Excerpt to read Start Marker

The latest issue of Sensitive and Specific is a fitting encapsulation of 2024—a year in which AI didn’t just enter the diagnostic landscape; it steamrolled through it. The sheer breadth of developments covered in this special issue reinforces a point many in the molecular and diagnostic industries have sensed for some time: AI is not a tool of the future; it is the present.

While AI has already transformed radiology and imaging, the newsletter rightly highlights how digital pathology and patient-reported data analysis are rapidly gaining traction. The next challenge isn’t technical capability—it’s proving scalability, achieving physician buy-in, and navigating the regulatory maze. The comparison to the early days of genomic testing is apt. AI’s biggest barrier isn’t whether it works (it does); it’s whether clinicians trust it enough to change their workflows and decision-making.

AI Across Diagnostics: A Tipping Point?

The special issue lays out an impressive collection of real-world AI applications, from predicting pancreatic cancer 475 days before diagnosis to guiding ultrasound exams for non-specialists with expert-level accuracy. Some highlights:

  • Cancer detection: AI-assisted colonoscopy improved polyp detection by 40%, and AI-enhanced CT scans identified pancreatic tumors over a year earlier than standard screening.
  • Cardiology: Deep learning models can now diagnose coronary artery disease from retinal images—a development that could shift how we think about non-invasive screening.

Excerpt to read End Marker
Recorded data Start Marker

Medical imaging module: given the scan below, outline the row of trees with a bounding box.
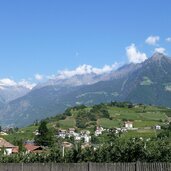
[0,138,171,163]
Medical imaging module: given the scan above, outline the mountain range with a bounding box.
[0,53,171,127]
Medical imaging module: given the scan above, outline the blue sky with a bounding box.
[0,0,171,85]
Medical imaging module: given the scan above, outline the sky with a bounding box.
[0,0,171,87]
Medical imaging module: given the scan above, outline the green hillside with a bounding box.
[5,102,171,142]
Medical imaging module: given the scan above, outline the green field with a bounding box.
[5,104,171,142]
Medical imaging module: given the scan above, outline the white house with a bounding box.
[155,125,161,130]
[0,138,18,155]
[95,126,104,136]
[124,121,133,129]
[58,130,66,138]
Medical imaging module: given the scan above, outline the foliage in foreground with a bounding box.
[0,138,171,163]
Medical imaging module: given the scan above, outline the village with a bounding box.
[0,121,161,155]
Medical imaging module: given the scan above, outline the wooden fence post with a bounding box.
[135,161,141,171]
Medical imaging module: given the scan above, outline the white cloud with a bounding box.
[35,74,43,81]
[154,47,166,54]
[126,44,147,63]
[0,78,36,89]
[57,62,119,79]
[145,36,160,45]
[0,78,17,86]
[166,37,171,43]
[18,80,36,89]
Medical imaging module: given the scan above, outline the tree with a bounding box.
[35,121,53,146]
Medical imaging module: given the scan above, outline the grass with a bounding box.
[3,126,38,143]
[59,117,76,129]
[122,130,156,138]
[97,118,121,128]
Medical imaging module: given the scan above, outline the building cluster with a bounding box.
[57,128,91,143]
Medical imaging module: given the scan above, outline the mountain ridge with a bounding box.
[0,53,171,126]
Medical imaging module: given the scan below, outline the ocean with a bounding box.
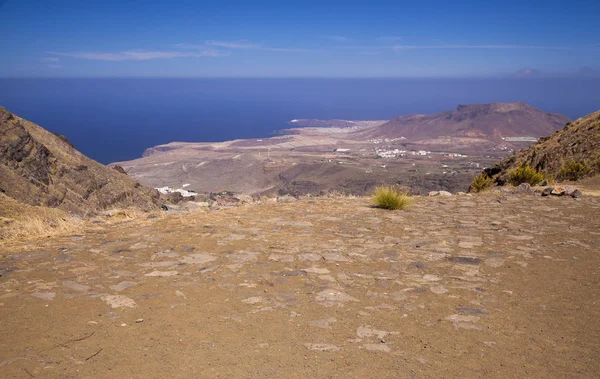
[0,78,600,164]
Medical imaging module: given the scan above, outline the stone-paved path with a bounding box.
[0,195,600,378]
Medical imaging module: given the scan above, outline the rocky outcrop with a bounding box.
[485,111,600,184]
[359,102,569,140]
[0,107,159,214]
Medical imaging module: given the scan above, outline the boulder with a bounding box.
[565,186,577,196]
[215,196,240,207]
[517,183,533,193]
[429,191,453,196]
[169,192,183,204]
[237,195,254,204]
[550,187,565,196]
[277,195,298,203]
[111,165,127,175]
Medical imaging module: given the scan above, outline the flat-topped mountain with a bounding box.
[486,111,600,183]
[359,102,570,140]
[0,107,159,214]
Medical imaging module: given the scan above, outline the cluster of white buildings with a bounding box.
[156,184,198,197]
[369,137,406,143]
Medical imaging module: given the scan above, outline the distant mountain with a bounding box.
[359,102,570,140]
[486,111,600,184]
[0,107,159,214]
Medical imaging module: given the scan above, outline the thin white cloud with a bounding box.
[391,45,569,51]
[204,40,261,50]
[325,36,350,42]
[174,40,314,53]
[377,36,402,41]
[48,49,229,61]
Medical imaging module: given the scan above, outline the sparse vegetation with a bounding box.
[372,186,411,210]
[469,172,494,193]
[0,194,84,241]
[558,161,591,181]
[508,164,546,186]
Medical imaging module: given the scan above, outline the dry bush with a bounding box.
[558,161,591,181]
[372,186,411,210]
[469,172,494,193]
[0,195,84,241]
[508,164,546,186]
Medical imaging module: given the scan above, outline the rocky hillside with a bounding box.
[0,107,159,214]
[361,102,569,140]
[486,111,600,184]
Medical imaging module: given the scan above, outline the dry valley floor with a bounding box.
[0,194,600,378]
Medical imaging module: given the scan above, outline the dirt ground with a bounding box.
[0,194,600,378]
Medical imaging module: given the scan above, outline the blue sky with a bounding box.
[0,0,600,77]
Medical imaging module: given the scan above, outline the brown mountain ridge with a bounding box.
[0,107,159,214]
[359,102,570,140]
[486,111,600,184]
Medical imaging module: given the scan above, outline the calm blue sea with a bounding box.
[0,78,600,163]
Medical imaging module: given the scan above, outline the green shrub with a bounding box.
[469,172,494,193]
[373,186,410,210]
[508,164,545,186]
[558,161,591,181]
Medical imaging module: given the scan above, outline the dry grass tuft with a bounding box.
[0,194,84,242]
[469,172,494,193]
[372,186,411,210]
[508,164,546,187]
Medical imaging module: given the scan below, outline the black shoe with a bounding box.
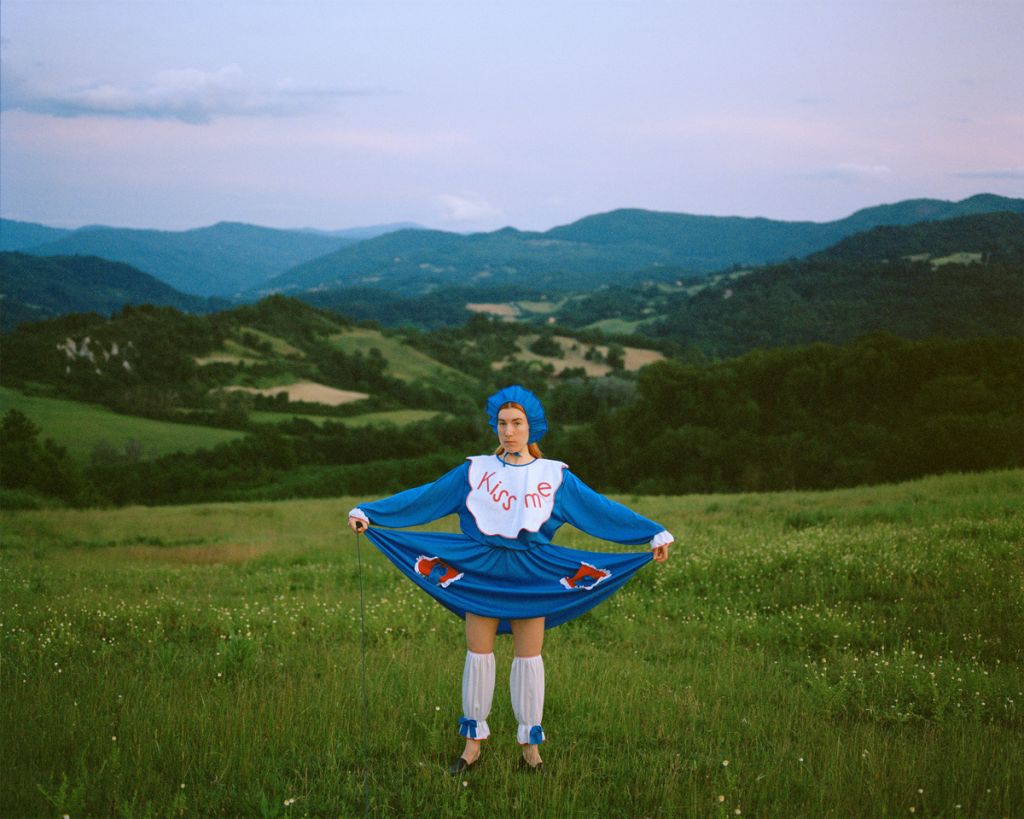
[449,757,480,776]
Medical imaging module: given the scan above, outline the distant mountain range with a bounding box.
[0,193,1024,301]
[0,253,223,332]
[0,219,421,297]
[593,213,1024,357]
[264,195,1024,296]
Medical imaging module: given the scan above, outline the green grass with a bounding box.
[249,410,440,427]
[0,387,245,462]
[330,329,472,386]
[0,471,1024,817]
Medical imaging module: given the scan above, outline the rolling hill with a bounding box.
[261,195,1024,296]
[23,222,358,296]
[0,253,226,332]
[557,213,1024,356]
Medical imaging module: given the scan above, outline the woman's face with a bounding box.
[498,406,529,454]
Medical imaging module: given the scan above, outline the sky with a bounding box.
[0,0,1024,232]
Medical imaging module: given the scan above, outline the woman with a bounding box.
[348,386,673,774]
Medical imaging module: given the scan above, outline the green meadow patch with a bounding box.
[330,329,472,389]
[249,410,440,427]
[0,470,1024,817]
[0,387,245,462]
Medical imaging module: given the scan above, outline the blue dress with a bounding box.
[353,456,665,633]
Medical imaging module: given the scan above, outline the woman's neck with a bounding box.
[498,449,537,466]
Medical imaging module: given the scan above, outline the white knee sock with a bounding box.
[509,654,544,745]
[459,651,495,739]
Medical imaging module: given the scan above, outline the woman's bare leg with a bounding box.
[462,612,498,765]
[512,617,544,768]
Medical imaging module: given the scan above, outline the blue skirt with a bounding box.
[366,527,652,634]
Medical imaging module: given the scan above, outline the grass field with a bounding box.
[0,471,1024,817]
[0,387,245,462]
[249,410,440,427]
[330,329,472,387]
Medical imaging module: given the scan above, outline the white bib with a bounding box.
[466,455,566,540]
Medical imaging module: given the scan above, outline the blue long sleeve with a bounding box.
[359,461,469,528]
[552,470,665,546]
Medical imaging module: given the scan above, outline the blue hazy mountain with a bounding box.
[264,195,1024,296]
[0,252,227,332]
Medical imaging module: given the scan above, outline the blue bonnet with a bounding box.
[487,384,548,443]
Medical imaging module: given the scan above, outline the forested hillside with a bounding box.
[0,253,227,332]
[0,199,1024,506]
[556,213,1024,357]
[260,196,1024,296]
[9,222,357,297]
[557,335,1024,494]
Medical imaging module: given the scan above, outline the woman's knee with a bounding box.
[512,617,544,657]
[466,612,498,654]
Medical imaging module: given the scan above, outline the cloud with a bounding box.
[3,64,374,124]
[953,168,1024,181]
[797,163,893,182]
[435,193,504,222]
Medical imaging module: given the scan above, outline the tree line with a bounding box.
[0,334,1024,504]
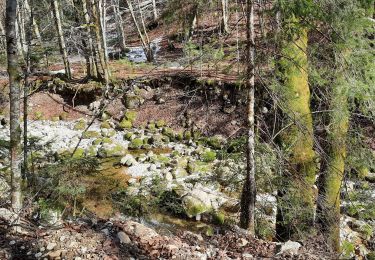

Recorded data End Marker

* [Problems to work on]
1 – In the commentary on AI in diagnostics, by how much did AI-assisted colonoscopy improve polyp detection?
2 – Continue the commentary on AI in diagnostics from the point where it ends.

* [Answer section]
1 – It improved polyp detection by 40%.

2 –
  • Mental health & neurology: AI-based speech analysis is making strides in depression diagnosis, and machine learning models are showing promise in Alzheimer’s prediction.

And yet, the issue also captures AI’s limitations—notably, that AI doesn’t always improve radiology accuracy and that many AI-powered diagnostic tools remain uncovered by insurance.

Beyond the Hype: The Policy and Adoption Questions

The special issue smartly recognizes that AI’s greatest challenge is no longer whether it works—it’s how we integrate it responsibly into healthcare. The final section highlights:

  • Regulatory shifts: HHS now requires AI vendors to disclose training data—a crucial move for transparency and bias reduction.
  • Liability and reimbursement: Who is responsible when an AI-assisted diagnosis goes wrong? Will insurers pay for AI-enhanced diagnostics? These questions remain unanswered.

The Genie is Out of the Bottle

Perhaps the most important takeaway from this issue is that AI’s role in diagnostics is no longer theoretical. From early cancer detection to AI-driven sepsis prediction, 2024 cemented AI as an indispensable part of the diagnostic ecosystem. The wait-and-see approach that once applied to genomics is now being tested again, this time with AI. If history is any guide, those who embrace AI early will define the future of diagnostics.

For molecular and diagnostics professionals, this issue of Sensitive and Specific is required reading—not just to understand AI’s current capabilities, but to prepare for the seismic changes still to come.